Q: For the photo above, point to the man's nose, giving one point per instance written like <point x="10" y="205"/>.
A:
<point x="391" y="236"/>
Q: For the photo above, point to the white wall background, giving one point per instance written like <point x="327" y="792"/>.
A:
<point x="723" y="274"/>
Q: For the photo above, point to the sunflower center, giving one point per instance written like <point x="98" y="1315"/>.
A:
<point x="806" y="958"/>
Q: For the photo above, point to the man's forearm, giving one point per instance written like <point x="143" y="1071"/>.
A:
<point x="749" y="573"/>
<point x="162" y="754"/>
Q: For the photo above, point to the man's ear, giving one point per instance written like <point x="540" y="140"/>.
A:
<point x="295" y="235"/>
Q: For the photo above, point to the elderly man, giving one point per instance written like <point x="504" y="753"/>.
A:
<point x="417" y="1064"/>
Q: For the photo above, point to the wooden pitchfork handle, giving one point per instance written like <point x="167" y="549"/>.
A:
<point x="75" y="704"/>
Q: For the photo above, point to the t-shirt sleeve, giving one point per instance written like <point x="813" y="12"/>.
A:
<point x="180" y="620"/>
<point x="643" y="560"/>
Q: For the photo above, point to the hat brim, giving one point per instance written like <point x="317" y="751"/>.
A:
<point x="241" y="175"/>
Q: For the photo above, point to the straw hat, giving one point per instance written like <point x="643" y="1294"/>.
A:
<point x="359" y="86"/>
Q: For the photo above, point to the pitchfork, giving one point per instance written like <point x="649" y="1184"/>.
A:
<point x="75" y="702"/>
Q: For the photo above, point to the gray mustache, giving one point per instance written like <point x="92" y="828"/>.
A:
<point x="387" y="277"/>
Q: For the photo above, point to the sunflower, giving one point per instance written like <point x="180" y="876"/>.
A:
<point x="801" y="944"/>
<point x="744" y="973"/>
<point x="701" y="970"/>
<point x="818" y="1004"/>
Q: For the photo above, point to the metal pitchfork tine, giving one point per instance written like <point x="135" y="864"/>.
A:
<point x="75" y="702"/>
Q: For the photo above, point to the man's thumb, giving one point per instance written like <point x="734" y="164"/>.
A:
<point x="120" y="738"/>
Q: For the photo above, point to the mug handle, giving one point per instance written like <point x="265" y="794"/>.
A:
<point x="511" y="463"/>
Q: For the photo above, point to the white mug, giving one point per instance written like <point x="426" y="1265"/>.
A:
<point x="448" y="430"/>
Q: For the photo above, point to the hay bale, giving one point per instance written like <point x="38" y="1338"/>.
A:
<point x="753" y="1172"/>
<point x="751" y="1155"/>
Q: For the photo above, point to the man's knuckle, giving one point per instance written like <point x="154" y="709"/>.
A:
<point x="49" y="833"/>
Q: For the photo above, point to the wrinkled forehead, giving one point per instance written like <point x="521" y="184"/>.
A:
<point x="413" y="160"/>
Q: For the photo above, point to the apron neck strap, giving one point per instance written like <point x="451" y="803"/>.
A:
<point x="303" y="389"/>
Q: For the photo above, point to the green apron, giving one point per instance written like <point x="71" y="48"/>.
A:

**Work instructions**
Starting at the row that contains "Q: For the photo above, point to the white mug, giving" and ending at the last row above, write out every line again, requests included, with each coordinate in the answers multiplied by 1.55 and rounded to a whole number, halves rounded up. Leave the numbers in the requests and their format samples unchanged.

**Written solution**
Q: For the photo above, point to the white mug, giving one point per instance written like <point x="426" y="1265"/>.
A:
<point x="694" y="667"/>
Q: For the photo above, point to the hay bale, giving one point per instance written like <point x="38" y="1338"/>.
A:
<point x="1167" y="1817"/>
<point x="1164" y="1790"/>
Q: For the photo above, point to the man's knuckle, giving one point per instance written like <point x="154" y="709"/>.
A:
<point x="76" y="1291"/>
Q: For the photo above, point to the wrinkled forehead, giving one point per instance written like <point x="521" y="184"/>.
A:
<point x="640" y="248"/>
Q: For the photo above, point to the apron neck strap, giving one point per instance written like <point x="451" y="803"/>.
A:
<point x="470" y="603"/>
Q: For the photo above, point to the green apron, giving one point per instance written like <point x="71" y="48"/>.
A:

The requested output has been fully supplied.